WHAT IS REQUIRED → Copy each of the following records, keeping every line identical to the original.

Items from a data source
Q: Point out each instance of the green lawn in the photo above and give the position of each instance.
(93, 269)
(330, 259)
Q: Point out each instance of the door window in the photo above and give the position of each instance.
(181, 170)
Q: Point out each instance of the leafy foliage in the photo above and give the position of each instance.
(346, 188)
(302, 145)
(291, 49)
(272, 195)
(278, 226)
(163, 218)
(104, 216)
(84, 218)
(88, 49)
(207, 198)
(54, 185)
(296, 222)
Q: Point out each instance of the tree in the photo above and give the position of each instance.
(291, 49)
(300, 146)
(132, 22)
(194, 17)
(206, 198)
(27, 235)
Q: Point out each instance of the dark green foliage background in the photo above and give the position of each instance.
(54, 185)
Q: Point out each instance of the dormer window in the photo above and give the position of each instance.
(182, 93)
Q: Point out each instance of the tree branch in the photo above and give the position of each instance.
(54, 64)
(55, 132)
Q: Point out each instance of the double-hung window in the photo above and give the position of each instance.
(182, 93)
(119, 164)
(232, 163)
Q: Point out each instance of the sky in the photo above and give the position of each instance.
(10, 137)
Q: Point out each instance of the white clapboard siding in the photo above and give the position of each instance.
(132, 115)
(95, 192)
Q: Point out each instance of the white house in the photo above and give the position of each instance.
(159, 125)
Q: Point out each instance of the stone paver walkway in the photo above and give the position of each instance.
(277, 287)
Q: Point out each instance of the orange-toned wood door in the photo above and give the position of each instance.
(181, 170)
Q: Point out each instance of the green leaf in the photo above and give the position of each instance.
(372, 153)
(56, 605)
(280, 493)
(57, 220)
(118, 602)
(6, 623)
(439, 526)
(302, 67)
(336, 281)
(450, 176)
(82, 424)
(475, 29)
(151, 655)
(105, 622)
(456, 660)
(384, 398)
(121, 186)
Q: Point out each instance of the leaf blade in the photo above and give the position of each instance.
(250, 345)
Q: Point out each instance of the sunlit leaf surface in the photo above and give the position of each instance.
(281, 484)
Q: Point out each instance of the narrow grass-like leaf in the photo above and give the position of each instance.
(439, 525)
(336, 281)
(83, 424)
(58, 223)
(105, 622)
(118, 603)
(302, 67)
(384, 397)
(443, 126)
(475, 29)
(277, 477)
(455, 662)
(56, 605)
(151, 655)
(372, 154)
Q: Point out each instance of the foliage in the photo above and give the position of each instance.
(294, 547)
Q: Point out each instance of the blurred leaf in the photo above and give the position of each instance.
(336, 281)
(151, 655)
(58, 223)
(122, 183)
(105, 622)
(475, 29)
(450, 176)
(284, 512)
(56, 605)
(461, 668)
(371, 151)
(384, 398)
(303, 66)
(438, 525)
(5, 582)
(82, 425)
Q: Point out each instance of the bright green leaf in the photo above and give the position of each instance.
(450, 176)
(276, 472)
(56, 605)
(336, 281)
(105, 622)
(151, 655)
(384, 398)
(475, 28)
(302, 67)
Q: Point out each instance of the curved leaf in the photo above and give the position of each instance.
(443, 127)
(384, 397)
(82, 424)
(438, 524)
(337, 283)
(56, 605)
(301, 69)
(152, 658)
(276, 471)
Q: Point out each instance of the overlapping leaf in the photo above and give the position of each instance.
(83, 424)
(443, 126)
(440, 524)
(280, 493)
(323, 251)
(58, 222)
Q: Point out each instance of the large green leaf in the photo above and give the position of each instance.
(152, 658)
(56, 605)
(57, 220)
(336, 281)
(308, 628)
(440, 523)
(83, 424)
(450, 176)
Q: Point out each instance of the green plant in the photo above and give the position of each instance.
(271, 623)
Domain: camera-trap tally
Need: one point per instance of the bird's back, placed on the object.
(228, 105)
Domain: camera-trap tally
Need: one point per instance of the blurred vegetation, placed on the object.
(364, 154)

RESULT BELOW →
Q: Point out each instance of the green lawn in the photo above and give the position of each instance.
(93, 269)
(330, 259)
Q: Point out each instance of the door window in the photo above and give the position of each instance.
(181, 170)
Q: Point out each instance of the leafy foliage in the photo above and give the position of each instance.
(346, 188)
(302, 145)
(291, 49)
(272, 195)
(278, 226)
(163, 218)
(104, 216)
(84, 218)
(88, 49)
(207, 198)
(54, 185)
(296, 222)
Q: Point out each instance of the tree in the photo above and give the position of each instance.
(291, 49)
(300, 146)
(132, 22)
(194, 17)
(206, 198)
(27, 235)
Q: Point out each instance of the dark green foliage background in the photo above and give the position of each instance.
(54, 185)
Q: Point out each instance of the dormer window in the photo above and give the position of each instance.
(182, 93)
Q: Point out each instance of the tree branch in the photo above and give the position of each instance.
(54, 64)
(55, 132)
Q: Point out each instance of the double-hung window in the photo above and give the position of each instance.
(182, 93)
(119, 164)
(232, 163)
Q: Point out each instance of the sky in the photo above and give the position of each instance.
(10, 137)
Q: Point out each instance of the white clapboard siding in the photo above and give the position of each instance.
(132, 115)
(95, 192)
Q: Point out each instance of the white house in the photo above and give the position of each instance.
(159, 125)
Q: Point out each instance of the stone paver walkway in the photo above and give the position of each instance.
(277, 287)
Q: Point out each instance of the orange-toned wood door in the photo above and give the position of each instance.
(181, 170)
Q: Point out each instance of the green leaf in the photo above and give the position of each instance.
(372, 153)
(56, 605)
(280, 493)
(57, 220)
(118, 602)
(6, 623)
(439, 526)
(302, 67)
(336, 281)
(450, 176)
(82, 424)
(475, 29)
(151, 655)
(105, 622)
(456, 660)
(384, 398)
(121, 186)
Q: Point out each instance of the leaf blade in the photo above and give the position of each instance.
(250, 345)
Q: Point out each instance of the sunlit leaf surface in the photo above and give the position of each instance.
(281, 484)
Q: Point out each instance of the narrow grass-like leaf in the photo above and give the position of each instance.
(439, 525)
(336, 281)
(83, 424)
(58, 223)
(105, 622)
(118, 603)
(302, 67)
(384, 397)
(443, 126)
(475, 29)
(277, 477)
(455, 662)
(56, 605)
(151, 655)
(372, 154)
Q: Point out each instance of the foliage in the photo above and give the position of each instance.
(294, 547)
Q: Point out each instance of the blurred leaf in the photo above and give the position of each instance.
(336, 281)
(151, 655)
(58, 223)
(122, 183)
(105, 622)
(475, 29)
(450, 176)
(284, 512)
(56, 605)
(461, 668)
(371, 151)
(384, 398)
(303, 66)
(438, 525)
(5, 582)
(82, 425)
Q: Point out each instance of the bright green leaf in the photo above and give the position of each instance.
(450, 176)
(276, 472)
(56, 605)
(336, 281)
(105, 622)
(151, 655)
(384, 398)
(475, 28)
(302, 67)
Q: Point out each instance of the curved leaf in the photo above and give the position of each instance.
(443, 127)
(384, 397)
(82, 424)
(438, 524)
(337, 283)
(56, 605)
(301, 69)
(152, 658)
(276, 471)
Q: Point out each instance of the overlapping leaf in the photo above and give the position of each instance.
(83, 424)
(443, 126)
(440, 524)
(280, 493)
(323, 251)
(58, 222)
Q: Point out each instance of the large green leaf in the photo above and give the position of each instance.
(152, 658)
(56, 605)
(57, 220)
(336, 281)
(308, 628)
(440, 523)
(83, 424)
(450, 176)
Q: Point out each instance of the green plant in the photo above and give the position of each instance.
(271, 623)
Domain: camera-trap tally
Need: one point per instance of the bird's back, placed on the object.
(228, 105)
Domain: camera-trap tally
Need: one point per instance of the blurred vegetation, placed on the object.
(364, 154)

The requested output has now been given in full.